▶ [INSTRUCTIONS FOR THE TASK]: Retype the records below exactly as they stand, omitting the pictures.

▶ [INFORMATION GIVEN]:
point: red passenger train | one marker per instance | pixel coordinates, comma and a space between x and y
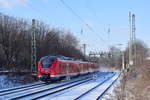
55, 67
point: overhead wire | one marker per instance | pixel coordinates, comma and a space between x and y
81, 19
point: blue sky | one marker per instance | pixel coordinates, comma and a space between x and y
98, 14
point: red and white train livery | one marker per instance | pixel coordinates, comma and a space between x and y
54, 67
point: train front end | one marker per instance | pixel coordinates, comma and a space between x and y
46, 66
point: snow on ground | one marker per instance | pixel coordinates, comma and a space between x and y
110, 94
72, 93
14, 80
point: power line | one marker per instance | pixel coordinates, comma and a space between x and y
81, 19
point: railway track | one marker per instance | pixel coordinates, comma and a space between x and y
29, 90
42, 91
79, 92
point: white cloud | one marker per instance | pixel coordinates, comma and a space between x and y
11, 3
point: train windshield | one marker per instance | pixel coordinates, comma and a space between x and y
48, 61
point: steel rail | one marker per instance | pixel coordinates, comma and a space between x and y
85, 93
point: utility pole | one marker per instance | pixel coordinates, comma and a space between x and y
33, 48
134, 40
130, 42
84, 49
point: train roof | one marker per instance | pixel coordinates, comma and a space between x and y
68, 59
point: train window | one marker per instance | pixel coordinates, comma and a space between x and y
48, 61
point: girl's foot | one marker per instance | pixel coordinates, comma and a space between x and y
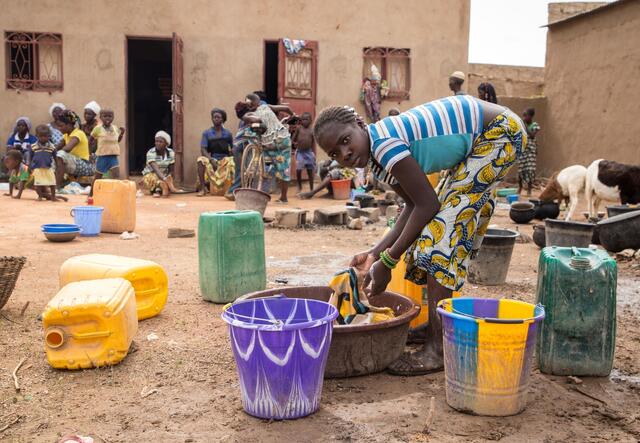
425, 361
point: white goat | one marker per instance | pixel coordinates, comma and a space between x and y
566, 185
596, 191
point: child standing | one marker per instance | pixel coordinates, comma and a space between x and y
305, 146
107, 137
42, 162
19, 172
478, 142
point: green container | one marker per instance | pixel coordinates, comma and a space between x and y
577, 287
231, 255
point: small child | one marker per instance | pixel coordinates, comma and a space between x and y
107, 137
19, 172
305, 146
42, 161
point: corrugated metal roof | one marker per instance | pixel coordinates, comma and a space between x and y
591, 12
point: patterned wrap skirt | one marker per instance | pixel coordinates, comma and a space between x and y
527, 164
467, 201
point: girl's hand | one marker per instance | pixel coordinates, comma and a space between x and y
362, 262
379, 276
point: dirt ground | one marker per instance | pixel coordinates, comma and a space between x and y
192, 369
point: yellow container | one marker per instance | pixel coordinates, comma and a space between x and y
148, 278
417, 293
118, 198
90, 324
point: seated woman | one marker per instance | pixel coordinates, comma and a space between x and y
276, 140
21, 138
216, 166
55, 111
73, 150
330, 170
157, 175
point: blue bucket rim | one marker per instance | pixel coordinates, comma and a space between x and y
89, 208
275, 324
468, 317
60, 228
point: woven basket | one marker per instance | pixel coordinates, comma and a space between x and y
10, 268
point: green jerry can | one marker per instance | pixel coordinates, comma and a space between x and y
231, 254
577, 287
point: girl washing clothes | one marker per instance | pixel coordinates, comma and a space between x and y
477, 142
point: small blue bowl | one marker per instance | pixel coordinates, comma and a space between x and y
60, 228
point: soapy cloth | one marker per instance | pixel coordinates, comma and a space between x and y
352, 303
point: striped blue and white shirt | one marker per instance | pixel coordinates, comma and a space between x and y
438, 135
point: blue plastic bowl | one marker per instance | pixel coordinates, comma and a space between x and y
60, 228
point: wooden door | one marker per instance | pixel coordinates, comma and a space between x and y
177, 105
297, 77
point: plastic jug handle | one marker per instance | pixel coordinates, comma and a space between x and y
90, 335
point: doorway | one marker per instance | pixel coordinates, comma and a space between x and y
271, 63
149, 89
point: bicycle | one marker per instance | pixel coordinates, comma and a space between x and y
252, 166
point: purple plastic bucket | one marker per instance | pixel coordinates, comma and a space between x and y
281, 346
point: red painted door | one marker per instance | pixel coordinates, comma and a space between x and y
297, 77
177, 106
297, 82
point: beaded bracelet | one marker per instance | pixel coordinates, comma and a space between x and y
386, 259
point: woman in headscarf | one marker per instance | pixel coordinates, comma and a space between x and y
216, 167
157, 175
487, 92
54, 111
73, 152
21, 138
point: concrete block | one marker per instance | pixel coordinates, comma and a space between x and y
372, 214
291, 218
331, 215
392, 211
390, 195
356, 224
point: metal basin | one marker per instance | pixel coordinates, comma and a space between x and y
359, 349
620, 232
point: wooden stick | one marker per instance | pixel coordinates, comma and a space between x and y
7, 426
15, 374
586, 394
429, 421
8, 319
145, 394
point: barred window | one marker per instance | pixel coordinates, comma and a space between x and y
33, 61
395, 67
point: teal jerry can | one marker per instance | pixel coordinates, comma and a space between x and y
231, 254
577, 287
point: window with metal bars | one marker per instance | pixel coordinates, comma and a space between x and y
33, 61
394, 66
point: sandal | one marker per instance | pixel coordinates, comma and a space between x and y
408, 365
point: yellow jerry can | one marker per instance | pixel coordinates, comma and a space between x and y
417, 293
148, 278
90, 324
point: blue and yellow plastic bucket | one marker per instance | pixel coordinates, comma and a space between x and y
488, 350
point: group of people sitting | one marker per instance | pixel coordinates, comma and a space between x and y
63, 146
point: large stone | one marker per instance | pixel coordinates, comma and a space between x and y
372, 214
291, 218
331, 215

▶ [REPLY]:
point: red passenger train | one marker per instance | pixel coordinates, comma and a space between x and y
55, 67
point: overhead wire | one marker per instance | pixel coordinates, comma and a space between x and y
81, 19
point: blue sky | one marker per instance | pixel coordinates, comma and a space between x and y
98, 14
point: red and white train livery | one marker per instance | pixel coordinates, comma and a space between x and y
54, 67
point: train front end | one marker per instance | pixel coordinates, comma and a space between x and y
46, 66
point: snow on ground | one marker per instance | pixel coordinates, comma and a space between x and y
110, 94
72, 93
14, 80
point: power line | one marker per instance | pixel coordinates, comma and a space between x and y
81, 19
point: railway track | one marker per instance | pixel coordinates, comma and a space between x and y
29, 90
42, 91
79, 92
point: white cloud | one marker per instance | pixel coordinates, comma and a space between x and y
11, 3
point: train windshield | one marker per instance | pixel coordinates, comma and a space between x and y
48, 61
point: steel rail | one marker per instance | pixel coordinates, comma and a space between x and y
85, 93
point: utility pole | one marker per instance | pixel coordinates, comma and a space between x and y
33, 48
134, 40
130, 42
84, 49
point: train roof | one marker per instance | pixel coordinates, comma and a space between x and y
68, 59
point: train window | one marker per instance | pixel coordinates, comma and a space between x and y
48, 61
point: girl's foot | one marker per instance | pixel coordinates, comma and a space between x and y
425, 361
point: white goat | one marker per instance | pixel coordinates, comma and a space between x and y
566, 185
596, 191
point: child standing | one marker per instance | pixel coordinates, comma and a space between x and y
305, 146
107, 137
42, 162
19, 172
478, 142
point: green container | one marker per instance | pixel coordinates, comma and a space between x and y
577, 287
231, 255
point: small child | one marker per instance | pixel coordinates, comma and a space between x and y
107, 137
19, 172
305, 146
42, 161
point: corrugated metal roof | one marker per instance | pixel coordinates, comma and a space between x and y
591, 12
point: patterned wrap skirt | one marker per instance | pixel coordinates, comma and a space between x and y
527, 164
467, 201
point: girl's hand | one marker per instance | pixel coordinates, comma and a space between x and y
362, 262
379, 276
point: dirt ground | one marker per instance | pixel coordinates, comma and a space between x and y
192, 369
point: yellow container | one marker per instance | pixel coordinates, comma and a space between x and y
148, 278
417, 293
118, 198
90, 324
point: seated woman | one marker per instance | pixel coordinates, comma and a space between x and y
276, 140
21, 138
216, 166
55, 111
73, 150
330, 170
157, 175
point: blue bucket rim | one marker per instance | pixel coordinates, comma and a space between x and y
89, 208
275, 324
468, 317
60, 228
point: woven basket | one marker per instance | pixel coordinates, comma and a space between x and y
10, 268
point: green jerry can | one marker per instance | pixel coordinates, comma and a space between x and y
231, 254
577, 287
point: girl washing clothes | one marker per instance | pixel coordinates, comma and a space between x and y
477, 142
point: small blue bowl | one marker per instance | pixel coordinates, comma and a space between x and y
60, 228
point: soapy cloth | one marker per instance | pixel coordinates, comma and a space between x and y
352, 303
point: striped blue and white shirt | one marker per instance | pixel coordinates, comma and a space between x and y
438, 135
point: blue plastic bowl | one marker per instance | pixel coordinates, comma and a space between x and y
60, 228
point: wooden door | one marker per instance | pixel coordinates, comma and a space between x and y
177, 105
297, 77
point: plastic jug handle | one marker per instance | pixel coordinates, comma and a space between x and y
90, 335
point: doorway | one marker per instance | pixel coordinates, comma and a space between x and y
271, 63
149, 89
point: bicycle | one marker per instance | pixel coordinates, comma and a space between x and y
252, 166
point: purple plastic bucket | one marker per instance | pixel coordinates, comma and a space between x and y
281, 346
point: red painted door | one marker per instance | pixel coordinates, comma and a space between x and y
297, 77
177, 106
297, 82
point: beaded bracelet | one marker per instance | pixel coordinates, comma and a space between x and y
386, 259
point: woman in headscarf | one marker per instance | pixel coordinates, comma and a space between x and y
216, 167
157, 175
487, 92
54, 111
73, 152
21, 138
point: concrete block | one marker per instance | pixel coordinates, comma and a space between x and y
372, 214
291, 218
331, 215
392, 211
390, 195
356, 224
point: metal basin | one marker per instance | pixel coordinates, comma and a space between x and y
359, 349
620, 232
point: wooden stick | one marker per instance | pixel coordinates, comma and a space between x and y
7, 426
15, 374
586, 394
429, 421
8, 319
145, 394
point: barred window | one marker per instance | pixel coordinates, comma and a space between x and y
33, 61
395, 67
point: teal jerry can | one marker per instance | pixel coordinates, comma and a space between x and y
231, 254
577, 287
point: window with metal bars | one marker per instance | pixel coordinates, comma and a space between x and y
33, 61
394, 66
point: sandal | one marker per instance | pixel coordinates, comma and a space between x and y
408, 365
point: yellow jerry can | one marker per instance | pixel coordinates, comma and a space between x and y
417, 293
148, 278
90, 324
point: blue and yellow plastic bucket | one marker per instance | pixel coordinates, comma and a space between x and y
488, 350
point: group of people sitting | one marker per instance | pixel coordinates, comma and a space between x and y
63, 146
point: large stone | one marker per instance | pixel coordinates, comma and a space between x and y
372, 214
291, 218
331, 215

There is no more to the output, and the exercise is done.